- Born: December 13, 1917 Turkestan
- Died: June 1, 1994 (aged 76) Tashkent
- Occupations: Surgeon, Scientist
- Known for: Founder of the school of specialized surgical care in Uzbekistan

= Vosit Vohidov =

Uzbek-Soviet surgeon

Vosit Vohidovich Vohidov (Uzbek Cyrillic: Восит Воҳидович Воҳидов; born 13 December 1917, in Turkestan; died on 1 June 1994, in Tashkent) was an Uzbek-Soviet surgeon, scientist and founder of the school of specialized surgical care in Uzbekistan.

==Early life and education==
Vohidov was born on December 13, 1917, in a peasant family in the village of Chaga in the Russian Turkestan. The Vohidov family was engaged in peasant agriculture on plots near the city of Turkestan. His father Abduvahit Khalmetov had nine children, two of whom died at a young age. Like his older siblings, Vasit also helped his father in the household. His mother Khalmetova Khozhar took care of the family and was concerned about the education of the children.

**Your objective:** Update the stretch of the Vosit Vohidov biography from "Vosit Vohidovich Vohidov" through "of the children.", writing "9" in place of "nine". Use only the Vosit Vohidov biography above and no outside sources.

**Entries supplied:**
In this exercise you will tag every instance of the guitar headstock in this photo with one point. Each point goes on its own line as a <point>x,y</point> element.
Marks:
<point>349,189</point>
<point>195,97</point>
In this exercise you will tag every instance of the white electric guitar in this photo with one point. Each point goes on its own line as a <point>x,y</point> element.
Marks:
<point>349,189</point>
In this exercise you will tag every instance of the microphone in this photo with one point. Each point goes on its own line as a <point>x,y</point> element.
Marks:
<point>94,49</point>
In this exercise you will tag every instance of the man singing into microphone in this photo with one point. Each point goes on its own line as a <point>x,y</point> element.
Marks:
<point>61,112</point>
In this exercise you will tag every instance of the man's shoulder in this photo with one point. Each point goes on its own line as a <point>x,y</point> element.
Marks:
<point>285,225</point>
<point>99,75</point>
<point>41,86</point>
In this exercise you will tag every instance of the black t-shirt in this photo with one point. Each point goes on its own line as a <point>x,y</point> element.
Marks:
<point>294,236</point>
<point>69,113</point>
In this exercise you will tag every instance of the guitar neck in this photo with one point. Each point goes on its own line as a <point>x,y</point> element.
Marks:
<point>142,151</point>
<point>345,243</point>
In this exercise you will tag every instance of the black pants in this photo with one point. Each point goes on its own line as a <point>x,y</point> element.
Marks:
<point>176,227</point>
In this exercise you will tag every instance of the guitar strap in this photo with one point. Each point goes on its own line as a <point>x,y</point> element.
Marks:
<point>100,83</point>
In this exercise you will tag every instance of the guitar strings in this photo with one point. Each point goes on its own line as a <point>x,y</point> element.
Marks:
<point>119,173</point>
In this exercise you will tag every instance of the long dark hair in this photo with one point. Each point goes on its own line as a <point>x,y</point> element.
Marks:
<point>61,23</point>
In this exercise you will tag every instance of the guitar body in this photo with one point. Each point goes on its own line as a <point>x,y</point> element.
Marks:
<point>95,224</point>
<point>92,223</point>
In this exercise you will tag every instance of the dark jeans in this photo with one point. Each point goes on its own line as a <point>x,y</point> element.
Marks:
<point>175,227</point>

**Answer below:**
Vosit Vohidovich Vohidov (Uzbek Cyrillic: Восит Воҳидович Воҳидов; born 13 December 1917, in Turkestan; died on 1 June 1994, in Tashkent) was an Uzbek-Soviet surgeon, scientist and founder of the school of specialized surgical care in Uzbekistan.

==Early life and education==
Vohidov was born on December 13, 1917, in a peasant family in the village of Chaga in the Russian Turkestan. The Vohidov family was engaged in peasant agriculture on plots near the city of Turkestan. His father Abduvahit Khalmetov had 9 children, two of whom died at a young age. Like his older siblings, Vasit also helped his father in the household. His mother Khalmetova Khozhar took care of the family and was concerned about the education of the children.